== Source excerpt ==
::::::::::

I had been doing a lot of work with dreams, and I noticed that at Dada’s house I was going into all sorts of transcendental states. I would wake up thinking I didn’t have a body — that sort of thing. People kept coming over from the Mela ground, and because I was so young they would say, ‘Oh, you have come to India at such a young age. You have come alone. This is the Grace of Maharaj. You must have good tendencies from your previous births.’

I was not enjoying myself in India; it was just too heavy. There was a room in Dada’s house that Maharaj used to stay in. When I say Maharaj, I mean Neem Karoli Baba. In the room there was his bed and a big picture of him. One evening I sat in front of his picture and said, ‘People are telling me that it is all your will that I am here, so tell me what the hell is going on.’ I was intense with him and nothing happened. I thought, ‘All right, so much for that.’

The next day I went to the Kumba Mela and I was looking for his camp. I was wandering around, not speaking Hindi, and people were being very nice, but as they could not communicate with me, it was getting frustrating. I met a group of Westerners and we said to one another at the same time, ‘Do you know where the Neem Karoli Baba camp is?’ Then it felt like some wind picked us up and blew us into the camp.

A few people were there. They smiled and greeted us. They pointed us to a tent. I went into the tent and prostrated. There was a puja (ceremonial worship) that had been set up for Maharaj, who had left his body, and I got the answer to why I was there. I felt an incredible feeling of love coming from my heart and firing my whole being.

::::::::::

== Data supplied ==
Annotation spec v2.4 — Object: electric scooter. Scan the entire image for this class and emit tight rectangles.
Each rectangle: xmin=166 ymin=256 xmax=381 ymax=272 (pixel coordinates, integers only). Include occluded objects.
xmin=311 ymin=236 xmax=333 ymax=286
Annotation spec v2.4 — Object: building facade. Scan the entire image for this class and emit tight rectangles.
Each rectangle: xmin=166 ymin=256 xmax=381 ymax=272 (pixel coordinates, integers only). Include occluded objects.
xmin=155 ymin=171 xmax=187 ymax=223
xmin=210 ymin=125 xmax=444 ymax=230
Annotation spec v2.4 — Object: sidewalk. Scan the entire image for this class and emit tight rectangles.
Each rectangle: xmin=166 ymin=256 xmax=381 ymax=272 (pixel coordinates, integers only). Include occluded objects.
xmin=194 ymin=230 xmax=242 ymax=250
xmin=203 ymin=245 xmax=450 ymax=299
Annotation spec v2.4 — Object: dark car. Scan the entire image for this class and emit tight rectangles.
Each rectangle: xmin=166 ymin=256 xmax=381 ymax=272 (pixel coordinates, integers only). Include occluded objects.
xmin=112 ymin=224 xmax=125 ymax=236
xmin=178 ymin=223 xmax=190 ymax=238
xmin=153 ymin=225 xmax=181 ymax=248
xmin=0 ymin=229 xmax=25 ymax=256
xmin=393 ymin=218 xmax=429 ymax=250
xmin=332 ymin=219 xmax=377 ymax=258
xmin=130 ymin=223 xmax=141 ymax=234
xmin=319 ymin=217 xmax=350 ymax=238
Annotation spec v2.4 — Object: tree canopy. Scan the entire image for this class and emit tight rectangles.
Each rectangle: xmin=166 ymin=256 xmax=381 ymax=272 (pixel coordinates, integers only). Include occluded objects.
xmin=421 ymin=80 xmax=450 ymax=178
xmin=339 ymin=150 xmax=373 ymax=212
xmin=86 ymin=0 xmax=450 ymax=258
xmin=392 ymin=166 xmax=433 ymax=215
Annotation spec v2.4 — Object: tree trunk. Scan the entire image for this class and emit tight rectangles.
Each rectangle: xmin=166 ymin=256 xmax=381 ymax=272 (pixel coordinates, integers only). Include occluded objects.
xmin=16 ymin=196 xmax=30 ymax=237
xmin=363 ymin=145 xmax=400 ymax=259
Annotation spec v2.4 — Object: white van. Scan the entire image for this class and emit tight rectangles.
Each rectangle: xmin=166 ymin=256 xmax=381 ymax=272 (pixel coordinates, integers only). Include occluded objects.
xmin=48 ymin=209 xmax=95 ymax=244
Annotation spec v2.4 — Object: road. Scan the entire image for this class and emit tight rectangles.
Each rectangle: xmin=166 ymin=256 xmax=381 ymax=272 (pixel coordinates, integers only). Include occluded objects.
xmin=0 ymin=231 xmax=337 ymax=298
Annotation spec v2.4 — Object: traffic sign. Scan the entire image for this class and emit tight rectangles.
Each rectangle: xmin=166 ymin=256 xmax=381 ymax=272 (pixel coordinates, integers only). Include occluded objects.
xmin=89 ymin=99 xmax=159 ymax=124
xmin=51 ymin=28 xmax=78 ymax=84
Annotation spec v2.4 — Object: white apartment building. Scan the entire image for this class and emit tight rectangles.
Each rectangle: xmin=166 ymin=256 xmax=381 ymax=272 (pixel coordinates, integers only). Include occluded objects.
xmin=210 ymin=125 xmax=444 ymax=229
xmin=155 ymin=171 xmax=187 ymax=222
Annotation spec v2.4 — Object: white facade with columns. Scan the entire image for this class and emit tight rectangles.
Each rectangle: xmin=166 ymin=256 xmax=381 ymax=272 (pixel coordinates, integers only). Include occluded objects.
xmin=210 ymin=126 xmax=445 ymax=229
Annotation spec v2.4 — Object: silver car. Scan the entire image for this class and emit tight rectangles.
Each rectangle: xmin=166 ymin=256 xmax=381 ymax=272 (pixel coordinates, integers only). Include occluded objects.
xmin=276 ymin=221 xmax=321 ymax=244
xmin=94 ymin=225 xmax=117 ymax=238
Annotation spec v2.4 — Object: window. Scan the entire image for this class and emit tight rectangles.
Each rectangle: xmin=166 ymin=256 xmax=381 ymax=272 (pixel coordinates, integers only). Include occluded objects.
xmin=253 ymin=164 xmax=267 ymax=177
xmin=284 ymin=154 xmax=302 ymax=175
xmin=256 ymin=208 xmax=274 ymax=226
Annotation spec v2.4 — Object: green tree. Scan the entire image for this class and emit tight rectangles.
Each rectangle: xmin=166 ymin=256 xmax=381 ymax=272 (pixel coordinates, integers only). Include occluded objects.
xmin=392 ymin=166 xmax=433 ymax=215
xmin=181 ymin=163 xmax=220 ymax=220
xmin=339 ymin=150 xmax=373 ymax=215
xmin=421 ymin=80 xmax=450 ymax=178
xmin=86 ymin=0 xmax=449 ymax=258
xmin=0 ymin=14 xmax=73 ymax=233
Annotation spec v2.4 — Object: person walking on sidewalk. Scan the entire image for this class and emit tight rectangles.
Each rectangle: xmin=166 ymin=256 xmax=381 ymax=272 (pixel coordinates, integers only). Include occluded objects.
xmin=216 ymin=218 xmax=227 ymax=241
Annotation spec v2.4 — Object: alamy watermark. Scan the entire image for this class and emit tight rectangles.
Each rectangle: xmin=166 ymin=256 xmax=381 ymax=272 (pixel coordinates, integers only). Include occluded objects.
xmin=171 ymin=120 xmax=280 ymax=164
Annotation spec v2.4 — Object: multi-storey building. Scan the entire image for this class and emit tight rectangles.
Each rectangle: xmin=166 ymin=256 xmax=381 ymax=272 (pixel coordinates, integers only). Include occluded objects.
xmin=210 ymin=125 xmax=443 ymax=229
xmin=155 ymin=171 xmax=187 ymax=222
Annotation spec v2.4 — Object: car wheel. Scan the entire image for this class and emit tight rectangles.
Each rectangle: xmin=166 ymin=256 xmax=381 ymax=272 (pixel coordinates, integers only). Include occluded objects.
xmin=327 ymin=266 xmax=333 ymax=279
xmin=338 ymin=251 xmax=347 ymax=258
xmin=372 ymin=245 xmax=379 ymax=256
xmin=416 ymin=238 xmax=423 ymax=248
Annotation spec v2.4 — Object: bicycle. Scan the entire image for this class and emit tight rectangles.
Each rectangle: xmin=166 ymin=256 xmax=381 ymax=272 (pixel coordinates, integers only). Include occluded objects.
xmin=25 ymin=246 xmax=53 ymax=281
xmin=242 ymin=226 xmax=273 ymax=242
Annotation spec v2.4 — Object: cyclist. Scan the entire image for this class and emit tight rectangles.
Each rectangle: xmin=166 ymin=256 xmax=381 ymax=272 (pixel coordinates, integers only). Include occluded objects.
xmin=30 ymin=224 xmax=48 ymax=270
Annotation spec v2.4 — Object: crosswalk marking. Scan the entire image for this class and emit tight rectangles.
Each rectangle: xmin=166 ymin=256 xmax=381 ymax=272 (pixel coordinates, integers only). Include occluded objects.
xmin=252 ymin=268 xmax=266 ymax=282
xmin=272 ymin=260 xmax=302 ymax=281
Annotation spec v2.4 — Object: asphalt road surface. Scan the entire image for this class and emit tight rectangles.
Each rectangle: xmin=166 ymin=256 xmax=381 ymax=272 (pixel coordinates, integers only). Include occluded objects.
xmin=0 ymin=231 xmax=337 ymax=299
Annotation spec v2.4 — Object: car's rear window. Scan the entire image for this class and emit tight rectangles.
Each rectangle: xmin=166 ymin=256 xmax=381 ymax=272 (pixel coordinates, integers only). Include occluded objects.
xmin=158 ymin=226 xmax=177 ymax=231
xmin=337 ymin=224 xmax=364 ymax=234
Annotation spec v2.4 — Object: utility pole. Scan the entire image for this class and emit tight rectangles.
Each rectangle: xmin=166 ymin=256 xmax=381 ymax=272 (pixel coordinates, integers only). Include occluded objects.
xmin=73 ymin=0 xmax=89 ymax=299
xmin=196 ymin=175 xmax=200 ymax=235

::::::::::

== Directions for this task ==
Above, the account of the trip to the Kumba Mela quotes people who came over from the Mela ground. List each separate sentence they said to the narrator.

== Output below ==
- "Oh, you have come to India at such a young age."
- "You have come alone."
- "This is the Grace of Maharaj."
- "You must have good tendencies from your previous births."